[Start of Records supplied]

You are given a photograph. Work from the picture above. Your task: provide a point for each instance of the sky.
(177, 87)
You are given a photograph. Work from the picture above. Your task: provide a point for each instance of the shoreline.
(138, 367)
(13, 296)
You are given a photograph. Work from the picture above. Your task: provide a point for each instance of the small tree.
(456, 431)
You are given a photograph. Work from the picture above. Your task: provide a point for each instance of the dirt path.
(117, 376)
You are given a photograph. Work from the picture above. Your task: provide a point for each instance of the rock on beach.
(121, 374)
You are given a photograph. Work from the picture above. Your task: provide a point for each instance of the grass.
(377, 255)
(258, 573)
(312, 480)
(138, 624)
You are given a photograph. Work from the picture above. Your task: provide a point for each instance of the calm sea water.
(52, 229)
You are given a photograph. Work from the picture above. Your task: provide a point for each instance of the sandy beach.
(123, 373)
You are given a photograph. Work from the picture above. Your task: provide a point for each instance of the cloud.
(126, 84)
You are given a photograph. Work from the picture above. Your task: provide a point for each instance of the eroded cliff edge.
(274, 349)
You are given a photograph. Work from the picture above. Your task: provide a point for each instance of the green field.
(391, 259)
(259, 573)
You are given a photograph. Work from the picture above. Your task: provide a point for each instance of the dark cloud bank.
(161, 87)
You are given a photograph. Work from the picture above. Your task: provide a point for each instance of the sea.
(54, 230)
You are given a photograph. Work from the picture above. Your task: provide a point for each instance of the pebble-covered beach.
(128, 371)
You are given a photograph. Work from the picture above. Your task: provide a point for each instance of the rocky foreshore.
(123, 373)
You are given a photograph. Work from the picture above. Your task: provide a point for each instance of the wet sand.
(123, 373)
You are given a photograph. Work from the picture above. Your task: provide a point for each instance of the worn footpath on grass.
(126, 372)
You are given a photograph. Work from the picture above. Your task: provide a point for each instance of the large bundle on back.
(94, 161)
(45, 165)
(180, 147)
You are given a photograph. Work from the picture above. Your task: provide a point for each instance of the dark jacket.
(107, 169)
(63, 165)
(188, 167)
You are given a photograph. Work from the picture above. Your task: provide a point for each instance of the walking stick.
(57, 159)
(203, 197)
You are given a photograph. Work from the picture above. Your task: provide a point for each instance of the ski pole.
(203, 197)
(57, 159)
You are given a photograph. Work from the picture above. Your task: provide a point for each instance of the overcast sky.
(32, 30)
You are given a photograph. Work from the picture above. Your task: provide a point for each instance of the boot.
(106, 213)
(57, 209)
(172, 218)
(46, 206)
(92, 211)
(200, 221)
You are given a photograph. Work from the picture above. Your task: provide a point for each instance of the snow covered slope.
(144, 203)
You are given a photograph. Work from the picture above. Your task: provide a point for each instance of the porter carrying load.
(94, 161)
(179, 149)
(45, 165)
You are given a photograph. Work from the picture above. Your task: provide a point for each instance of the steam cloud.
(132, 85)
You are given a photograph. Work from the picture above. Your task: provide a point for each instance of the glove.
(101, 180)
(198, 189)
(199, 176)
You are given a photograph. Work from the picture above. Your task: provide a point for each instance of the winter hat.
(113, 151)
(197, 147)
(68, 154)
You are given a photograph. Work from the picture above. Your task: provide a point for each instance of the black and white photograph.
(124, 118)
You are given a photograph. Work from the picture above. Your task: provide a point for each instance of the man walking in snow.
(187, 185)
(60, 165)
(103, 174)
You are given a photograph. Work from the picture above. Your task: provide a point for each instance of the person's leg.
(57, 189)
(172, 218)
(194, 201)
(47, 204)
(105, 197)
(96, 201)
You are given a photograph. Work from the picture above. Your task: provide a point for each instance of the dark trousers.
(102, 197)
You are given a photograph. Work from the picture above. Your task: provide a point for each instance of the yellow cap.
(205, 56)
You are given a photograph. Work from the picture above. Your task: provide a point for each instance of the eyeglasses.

[End of Records supplied]

» **Task prompt**
Repeat every one of the entries above word for word.

» **Answer to this exercise**
You are given a photograph. Work from the picture above. Your task: provide a point for each instance of the sky.
(177, 87)
You are given a photograph. Work from the picture above. Your task: provide a point for each instance of the shoreline.
(138, 367)
(13, 296)
You are given a photograph. Work from the picture above. Your task: provide a point for each instance of the small tree.
(456, 431)
You are given a photograph. Work from the picture above. Your task: provide a point for each instance of the dirt path.
(117, 376)
You are given a photograph. Work from the picture above. Your task: provide a point for each instance of the rock on beach.
(121, 374)
You are given a photograph. Work from the picture above. Your task: provide a point for each instance of the grass.
(377, 255)
(258, 573)
(312, 480)
(138, 624)
You are given a photograph. Work from the picture above. Your task: provide a point for each instance of the calm sea water.
(52, 229)
You are given a photograph. Work from the picture above. Your task: provide a point for each instance of the sandy beach.
(123, 373)
You are given a photograph. Work from the picture above. Your task: provide a point for each instance of the cloud.
(126, 84)
You are given a photograph. Work from the picture above. Your task: provide a point for each instance of the eroded cliff edge.
(274, 349)
You are given a photograph. Work from the picture above. Your task: provide a point for each instance of the green field.
(391, 259)
(259, 573)
You are given a photograph. Work from the picture above. Your task: provide a point for each instance of the dark cloud bank.
(161, 87)
You are given a photograph. Work from the picture above. Your task: provide a point for each instance of the sea.
(54, 230)
You are given a photograph. Work from the picture above. Your task: provide a point for each instance of the pebble-covered beach.
(128, 371)
You are given a photograph. Work from the picture above. Your task: provide a point for each instance of the rocky foreshore.
(123, 373)
You are given a photograph. Work from the picture above. Your task: provide a point for each instance of the wet sand.
(123, 373)
You are given a photograph. Work from the picture above. Your task: provide a point for each instance of the worn footpath on grass.
(126, 372)
You are given a photograph. Work from the picture above. Your task: provide a point for each instance of the large bundle on back.
(94, 161)
(45, 165)
(180, 147)
You are given a photograph. Work from the picture above. Your task: provide a point for each instance of the dark jacket.
(107, 169)
(63, 165)
(188, 167)
You are given a photograph. Work from the picture above. Your task: provide a point for each instance of the walking stick.
(57, 159)
(203, 197)
You are given a photograph. Work from the picture above. Your task: provide a point for each instance of the ski pole.
(203, 197)
(57, 159)
You are given a photograph. Work from the picture above. Your task: provide a point for each instance of the overcast sky.
(32, 30)
You are given a photograph. Work from the picture above. Your task: provide a point for each instance of the boot.
(106, 213)
(57, 209)
(172, 218)
(46, 206)
(92, 211)
(200, 221)
You are given a photograph. Work from the picture above. Your task: provide a point for each instance of the snow covered slope.
(144, 203)
You are given a photograph. Work from the picture above. Your task: provide a point for each instance of the porter carrying load.
(94, 161)
(179, 149)
(45, 165)
You are given a photograph. Work from the picture above. Your task: provide a point for each instance of the steam cloud.
(132, 85)
You are given a photograph. Work from the picture above. Your task: provide a point for each instance of the glove.
(101, 180)
(198, 189)
(199, 176)
You are given a photograph. Work from the picture above. Your task: provide a point for each instance of the winter hat.
(113, 151)
(197, 147)
(68, 154)
You are given a photograph. Work from the picture above. Your task: provide a point for each instance of the black and white photograph.
(124, 118)
You are given a photograph. Work from the picture above. Your task: provide a point for each instance of the man walking in snow.
(187, 185)
(60, 165)
(103, 174)
You are given a photograph. Work from the picture above. Your task: provide a point for each instance of the person's leg.
(57, 189)
(172, 218)
(194, 201)
(47, 204)
(105, 197)
(96, 201)
You are given a photograph. Work from the picture above. Your task: provide a point for each instance of the dark trousers.
(102, 197)
You are given a photograph. Work from the picture above. Your task: provide a point for each instance of the yellow cap.
(205, 56)
You are given a photograph. Work from the picture above. Your task: provide a point for each instance of the eyeglasses.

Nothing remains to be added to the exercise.